▸ **Exercise directions**
Print verbatim the lines of the entries from the one containing "Where can you find the blue handbag" to the last, inclusive, and no others.

▸ **Records from a data collection**
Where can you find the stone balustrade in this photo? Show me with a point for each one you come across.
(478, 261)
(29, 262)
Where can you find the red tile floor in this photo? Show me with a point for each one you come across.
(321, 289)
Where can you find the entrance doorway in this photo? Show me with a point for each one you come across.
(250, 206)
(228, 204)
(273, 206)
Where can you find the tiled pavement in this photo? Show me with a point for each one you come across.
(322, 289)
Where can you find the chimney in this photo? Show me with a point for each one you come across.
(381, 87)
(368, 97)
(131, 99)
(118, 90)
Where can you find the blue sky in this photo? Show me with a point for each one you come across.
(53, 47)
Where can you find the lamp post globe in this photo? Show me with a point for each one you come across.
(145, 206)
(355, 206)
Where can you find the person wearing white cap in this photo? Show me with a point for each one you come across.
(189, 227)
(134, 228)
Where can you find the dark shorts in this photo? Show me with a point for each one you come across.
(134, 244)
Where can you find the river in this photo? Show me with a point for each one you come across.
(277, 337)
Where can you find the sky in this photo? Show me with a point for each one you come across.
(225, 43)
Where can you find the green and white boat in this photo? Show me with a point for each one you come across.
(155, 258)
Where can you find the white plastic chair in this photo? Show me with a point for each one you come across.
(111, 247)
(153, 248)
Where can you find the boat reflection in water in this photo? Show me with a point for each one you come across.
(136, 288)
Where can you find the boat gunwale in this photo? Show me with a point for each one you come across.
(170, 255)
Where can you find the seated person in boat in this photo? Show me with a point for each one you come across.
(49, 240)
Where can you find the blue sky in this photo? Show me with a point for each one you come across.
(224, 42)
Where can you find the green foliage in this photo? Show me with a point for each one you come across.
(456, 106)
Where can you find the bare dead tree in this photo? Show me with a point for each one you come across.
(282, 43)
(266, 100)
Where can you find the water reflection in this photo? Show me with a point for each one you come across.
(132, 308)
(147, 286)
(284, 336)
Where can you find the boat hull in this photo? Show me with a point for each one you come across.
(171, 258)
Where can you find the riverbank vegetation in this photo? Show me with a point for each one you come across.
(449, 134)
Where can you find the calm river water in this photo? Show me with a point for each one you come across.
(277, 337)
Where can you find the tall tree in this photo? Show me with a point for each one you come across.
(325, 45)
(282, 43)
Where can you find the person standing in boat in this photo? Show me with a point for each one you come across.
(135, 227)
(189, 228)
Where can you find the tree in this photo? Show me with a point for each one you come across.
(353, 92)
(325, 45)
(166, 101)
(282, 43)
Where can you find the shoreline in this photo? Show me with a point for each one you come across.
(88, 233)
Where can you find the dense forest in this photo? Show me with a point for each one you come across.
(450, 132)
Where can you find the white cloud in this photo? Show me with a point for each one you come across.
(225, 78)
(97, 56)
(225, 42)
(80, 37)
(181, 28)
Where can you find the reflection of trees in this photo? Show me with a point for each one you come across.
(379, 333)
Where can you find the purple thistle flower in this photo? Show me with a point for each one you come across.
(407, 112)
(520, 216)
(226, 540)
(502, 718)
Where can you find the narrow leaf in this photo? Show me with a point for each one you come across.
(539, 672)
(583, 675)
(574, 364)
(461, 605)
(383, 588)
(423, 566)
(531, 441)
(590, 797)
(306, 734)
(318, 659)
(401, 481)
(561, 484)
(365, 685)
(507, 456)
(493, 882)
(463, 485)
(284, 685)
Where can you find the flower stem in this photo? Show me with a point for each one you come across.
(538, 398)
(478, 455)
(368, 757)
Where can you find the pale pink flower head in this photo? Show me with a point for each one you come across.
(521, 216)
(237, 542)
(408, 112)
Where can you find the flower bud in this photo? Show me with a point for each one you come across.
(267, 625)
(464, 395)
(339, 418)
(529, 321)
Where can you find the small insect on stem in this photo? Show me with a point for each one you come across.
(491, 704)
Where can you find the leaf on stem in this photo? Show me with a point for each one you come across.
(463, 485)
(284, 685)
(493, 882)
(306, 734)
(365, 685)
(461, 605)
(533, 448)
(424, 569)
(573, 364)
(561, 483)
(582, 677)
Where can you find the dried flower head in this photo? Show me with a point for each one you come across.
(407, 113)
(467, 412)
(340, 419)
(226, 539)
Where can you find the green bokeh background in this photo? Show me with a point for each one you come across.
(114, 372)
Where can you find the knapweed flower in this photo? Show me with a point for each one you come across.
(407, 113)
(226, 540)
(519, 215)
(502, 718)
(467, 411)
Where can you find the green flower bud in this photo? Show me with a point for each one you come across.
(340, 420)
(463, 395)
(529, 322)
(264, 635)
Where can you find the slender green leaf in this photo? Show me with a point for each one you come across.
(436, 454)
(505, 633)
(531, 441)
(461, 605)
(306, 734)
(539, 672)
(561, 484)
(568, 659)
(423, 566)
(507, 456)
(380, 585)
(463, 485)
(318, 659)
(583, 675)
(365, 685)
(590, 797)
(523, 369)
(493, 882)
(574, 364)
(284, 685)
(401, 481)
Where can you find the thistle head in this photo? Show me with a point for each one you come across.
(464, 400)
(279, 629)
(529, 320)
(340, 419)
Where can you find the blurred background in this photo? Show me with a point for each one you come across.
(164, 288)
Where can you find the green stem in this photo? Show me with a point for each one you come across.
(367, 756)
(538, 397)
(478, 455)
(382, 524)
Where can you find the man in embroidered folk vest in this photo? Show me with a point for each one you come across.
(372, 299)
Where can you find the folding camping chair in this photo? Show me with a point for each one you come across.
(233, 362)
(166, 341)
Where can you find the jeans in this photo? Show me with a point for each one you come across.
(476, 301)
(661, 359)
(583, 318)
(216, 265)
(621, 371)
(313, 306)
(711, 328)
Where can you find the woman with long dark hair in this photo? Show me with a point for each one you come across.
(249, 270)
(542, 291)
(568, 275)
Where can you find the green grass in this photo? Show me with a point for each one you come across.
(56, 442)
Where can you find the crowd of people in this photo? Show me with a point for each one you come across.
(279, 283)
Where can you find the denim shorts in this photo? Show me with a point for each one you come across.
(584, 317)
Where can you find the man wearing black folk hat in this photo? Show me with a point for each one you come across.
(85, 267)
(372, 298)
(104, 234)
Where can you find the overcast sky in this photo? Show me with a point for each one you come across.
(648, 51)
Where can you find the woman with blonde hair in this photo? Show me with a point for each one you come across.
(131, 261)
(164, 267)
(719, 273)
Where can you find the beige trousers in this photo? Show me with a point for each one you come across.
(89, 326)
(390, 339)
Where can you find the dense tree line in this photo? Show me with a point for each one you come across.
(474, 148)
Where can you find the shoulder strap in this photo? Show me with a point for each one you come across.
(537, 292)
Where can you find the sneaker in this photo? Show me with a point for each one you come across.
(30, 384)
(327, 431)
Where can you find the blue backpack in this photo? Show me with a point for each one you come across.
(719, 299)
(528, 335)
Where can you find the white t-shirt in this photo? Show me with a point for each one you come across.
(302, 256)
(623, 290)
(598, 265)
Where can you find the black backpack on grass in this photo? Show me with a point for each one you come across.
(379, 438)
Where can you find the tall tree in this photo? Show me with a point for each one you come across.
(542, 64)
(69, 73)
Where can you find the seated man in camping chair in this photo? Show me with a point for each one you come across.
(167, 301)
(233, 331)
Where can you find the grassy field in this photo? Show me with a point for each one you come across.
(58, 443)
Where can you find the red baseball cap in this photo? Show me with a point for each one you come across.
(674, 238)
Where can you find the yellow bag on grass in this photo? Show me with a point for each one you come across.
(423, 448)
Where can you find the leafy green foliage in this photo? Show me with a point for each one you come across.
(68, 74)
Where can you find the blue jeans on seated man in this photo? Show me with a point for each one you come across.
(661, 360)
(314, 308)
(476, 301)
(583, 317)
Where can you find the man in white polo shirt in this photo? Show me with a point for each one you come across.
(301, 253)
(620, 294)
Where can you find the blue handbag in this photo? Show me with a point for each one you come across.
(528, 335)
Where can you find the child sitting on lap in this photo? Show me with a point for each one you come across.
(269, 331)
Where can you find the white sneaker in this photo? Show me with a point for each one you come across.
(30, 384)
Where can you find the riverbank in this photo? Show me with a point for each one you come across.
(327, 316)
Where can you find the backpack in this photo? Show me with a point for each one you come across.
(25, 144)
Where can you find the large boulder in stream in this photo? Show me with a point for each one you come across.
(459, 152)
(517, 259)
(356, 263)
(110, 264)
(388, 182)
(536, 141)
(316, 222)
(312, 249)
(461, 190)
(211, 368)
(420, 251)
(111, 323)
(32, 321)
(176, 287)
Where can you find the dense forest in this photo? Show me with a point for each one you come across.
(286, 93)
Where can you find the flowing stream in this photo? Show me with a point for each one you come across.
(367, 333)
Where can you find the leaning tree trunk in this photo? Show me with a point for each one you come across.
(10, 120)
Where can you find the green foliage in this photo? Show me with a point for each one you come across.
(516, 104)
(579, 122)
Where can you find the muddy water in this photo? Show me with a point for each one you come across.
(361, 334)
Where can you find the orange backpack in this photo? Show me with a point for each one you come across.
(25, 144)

▸ **Full solution**
Where can you find the blue handbag in this photo? Show me with a point for each one you come across.
(528, 335)
Where can you find the child sitting on lap in this photo? Show me with a point for each one you come across.
(269, 331)
Where can you find the white sneaker in this photo? Show me with a point for each one you come across.
(30, 384)
Where can you find the riverbank in this photo? Show me with a point for each one you come across.
(327, 316)
Where can you find the backpack in this photo? Show me with a point for each one you come across.
(25, 144)
Where can you find the large boulder in stream in this photo? Show me with a point for each one you come across.
(459, 152)
(517, 259)
(356, 263)
(110, 264)
(388, 182)
(536, 141)
(316, 222)
(312, 249)
(461, 190)
(211, 368)
(420, 251)
(111, 323)
(32, 321)
(176, 287)
Where can you find the dense forest in this photo? Show me with a point for each one you come across.
(286, 93)
Where can you find the flowing stream in this photo? Show me with a point for each one you come across.
(367, 333)
Where can you find the leaning tree trunk in this photo? Show me with a point for each one you come across.
(10, 120)
Where can you find the green foliage in this photo? Show me with a point for each one you come across.
(516, 104)
(579, 122)
Where can you find the muddy water in this photo? Show me with a point for each one you come across.
(361, 334)
Where can you find the orange backpack in this photo? Show me with a point for each one you come across.
(25, 144)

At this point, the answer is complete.